--- Raw data ---
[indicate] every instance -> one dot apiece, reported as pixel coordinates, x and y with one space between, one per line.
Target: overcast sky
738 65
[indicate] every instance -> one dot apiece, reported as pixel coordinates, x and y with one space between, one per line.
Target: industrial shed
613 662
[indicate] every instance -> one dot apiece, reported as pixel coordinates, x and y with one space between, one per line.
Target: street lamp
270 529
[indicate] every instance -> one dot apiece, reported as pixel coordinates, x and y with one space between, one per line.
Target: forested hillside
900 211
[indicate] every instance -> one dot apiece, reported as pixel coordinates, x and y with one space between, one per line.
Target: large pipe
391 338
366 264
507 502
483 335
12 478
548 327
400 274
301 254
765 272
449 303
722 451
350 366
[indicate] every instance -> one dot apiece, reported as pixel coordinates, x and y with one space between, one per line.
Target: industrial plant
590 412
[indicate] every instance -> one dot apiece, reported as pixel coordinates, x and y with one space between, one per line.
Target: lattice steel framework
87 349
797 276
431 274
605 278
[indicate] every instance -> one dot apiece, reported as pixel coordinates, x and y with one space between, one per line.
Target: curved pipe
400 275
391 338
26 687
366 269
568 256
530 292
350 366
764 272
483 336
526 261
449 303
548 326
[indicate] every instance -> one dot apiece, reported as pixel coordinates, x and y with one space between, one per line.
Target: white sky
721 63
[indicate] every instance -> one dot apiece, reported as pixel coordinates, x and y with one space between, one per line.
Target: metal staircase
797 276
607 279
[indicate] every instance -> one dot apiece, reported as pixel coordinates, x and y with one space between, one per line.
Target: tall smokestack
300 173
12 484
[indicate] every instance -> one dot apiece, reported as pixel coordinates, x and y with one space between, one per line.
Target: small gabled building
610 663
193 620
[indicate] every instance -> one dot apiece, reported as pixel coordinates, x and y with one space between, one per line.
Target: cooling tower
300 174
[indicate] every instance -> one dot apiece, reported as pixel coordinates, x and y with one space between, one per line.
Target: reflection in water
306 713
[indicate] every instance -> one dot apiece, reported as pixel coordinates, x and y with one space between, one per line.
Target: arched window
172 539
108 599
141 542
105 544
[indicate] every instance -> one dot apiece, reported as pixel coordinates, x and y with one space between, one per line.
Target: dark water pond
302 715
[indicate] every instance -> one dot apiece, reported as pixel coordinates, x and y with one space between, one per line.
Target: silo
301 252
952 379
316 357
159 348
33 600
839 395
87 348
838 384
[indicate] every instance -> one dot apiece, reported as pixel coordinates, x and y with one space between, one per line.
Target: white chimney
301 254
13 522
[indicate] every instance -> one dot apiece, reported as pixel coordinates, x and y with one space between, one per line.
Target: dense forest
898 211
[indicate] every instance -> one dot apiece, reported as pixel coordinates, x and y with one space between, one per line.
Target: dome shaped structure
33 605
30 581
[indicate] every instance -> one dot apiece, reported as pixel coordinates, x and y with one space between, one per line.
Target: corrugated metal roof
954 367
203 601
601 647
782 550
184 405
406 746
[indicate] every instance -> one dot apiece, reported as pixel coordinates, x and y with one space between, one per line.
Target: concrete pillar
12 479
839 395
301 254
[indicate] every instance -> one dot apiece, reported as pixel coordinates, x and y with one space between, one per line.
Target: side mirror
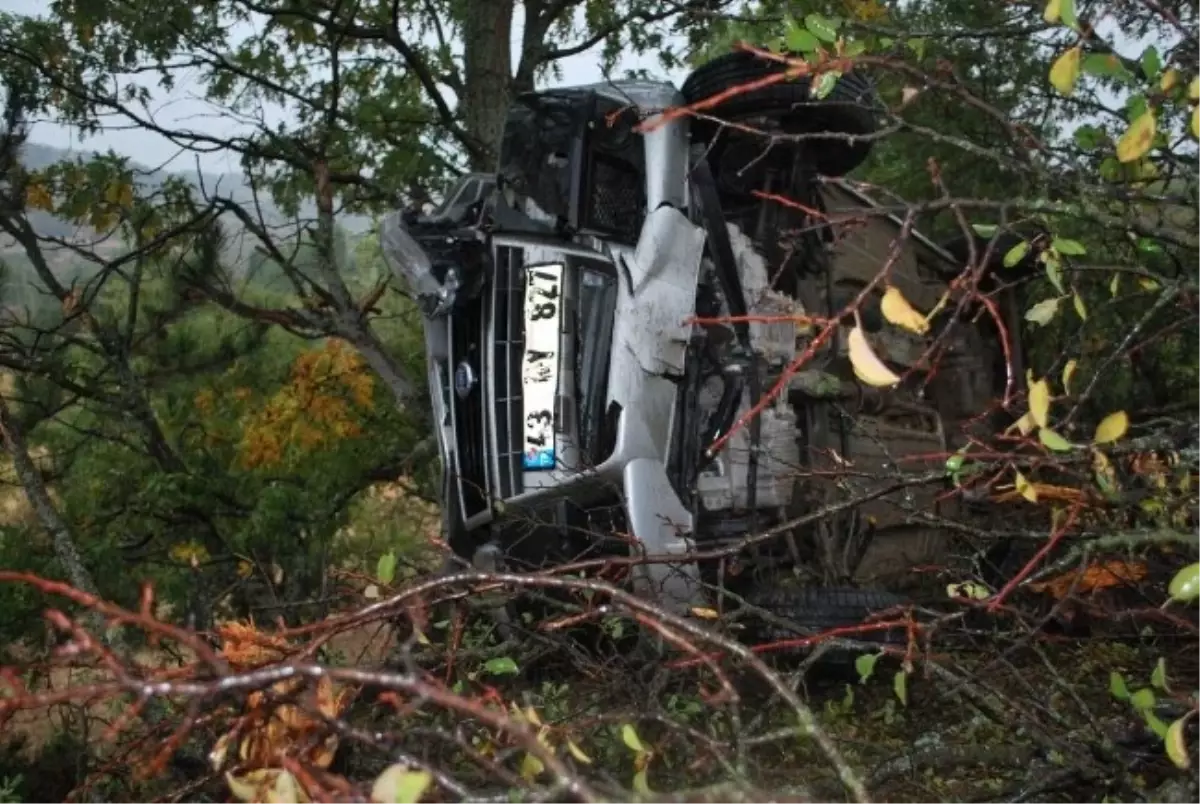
411 264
---
Instruction:
Restate each line of the records exactly; pictures do not belong in the copy.

Response:
[indicate] every instance -> one dot apiece, reported as pixel coordinates, x and y with one space between, one per line.
Target: overcast sky
738 65
[indicate] every instance -> one dot apiece, reported as pixel coordinates, x and y with one space between, one per line.
Target: industrial shed
613 662
[indicate] every instance -> one dot apiece, reported as pixel coordinates, x and y with one space between, one per line.
Target: street lamp
270 529
[indicate] every instance -> one dot apiece, reported as pixel coordinates, x and y with one space between, one per line.
Target: forested hillside
900 211
[indicate] every instance -> one dot apiece, reported as pixel coordinates, x and y with one space between, one per line.
Target: large pipe
391 338
366 264
507 502
483 335
12 478
548 327
400 274
301 254
765 272
449 303
722 451
350 366
[indicate] every instance -> one dot apiece, reported as pixel coordinates, x and y with one space between, one per line.
Target: industrial plant
590 412
[indicate] every instance -> one dot apiece, reported as pixel coordinates, x and y with one space between, one per line.
Target: lattice steel framework
87 349
797 276
431 274
605 278
[indicate] every instance -> one dot apiece, reported as pixel coordinates, x and y with one space between, one per line.
Target: curved pipe
400 275
391 338
26 687
366 269
568 256
530 292
350 366
764 272
483 336
526 261
449 303
548 326
[indicate] every instance -> one dot apiece, reported as pixel coordinates, x and y with one space between, one per line.
Target: white sky
721 63
[indicate] every instance -> one dot apiece, reported as pixel coordinates, x and y with one space between, one per line.
Target: metal staircase
797 276
607 279
[indicate] every instance -> one dot apiece, reported as pixel coordinates, x and y with one space between, one per line.
Target: tall smokestack
300 173
12 484
[indicate] every instance -> one dot apiece, reported as pixel coordinates, x and y with one space between, one per line.
Target: small gabled building
610 663
193 620
[indicate] every instance -> one dot apiece, reported as pixel coordinates, x and y with one space between, one per line.
Target: cooling tower
300 174
[indicate] every instance -> one dot apiece, reported as pixel coordinates, x and y with one space between, one per line.
Target: reflection in water
306 713
[indicate] every instance -> one dot apiece, reported as pixel coordinates, x and y with one space between, one per line.
Target: arched window
172 539
108 599
141 542
105 544
[indicate] every instance -> one dot apiece, reported as pixel coordinates, x and y with one space between, one per line.
Target: dark water pond
302 715
[indicate] every instance -> one dot apiece, reported as pixel coordinates, x and y with one space between, one per line.
Target: silo
301 252
952 379
316 357
159 348
33 600
839 395
87 348
838 384
[indicate] every instance -> one dot apiece, reported as pixel coordinates, x and y with one space between, one per line.
Target: white chimney
301 254
13 522
[indicate] every instance -> one dot apiece, reported as pixel coordinates, x and y with one space between, one per line.
Target: dense forest
898 211
[indicate] every instance -> one dot apiece, reported as pixel coordinates, x and y with one space between, one per line.
Target: dome shaped structure
33 605
30 581
[indicate] every instance -> one dot apiece, reported as pixel coordinates, x and y with one space between, one per line.
Target: corrugated metal roof
954 367
203 601
601 647
782 550
184 405
406 746
[indicate] every instance -> one dot apiece, reported as pixel coordinates, x and y with one space between, one per line.
Target: concrete pillar
12 479
839 395
301 254
[indicate] every instance -> one dot apiece, reported as pixel coordinates, x and y with one space between, one per line.
Target: side mirror
411 264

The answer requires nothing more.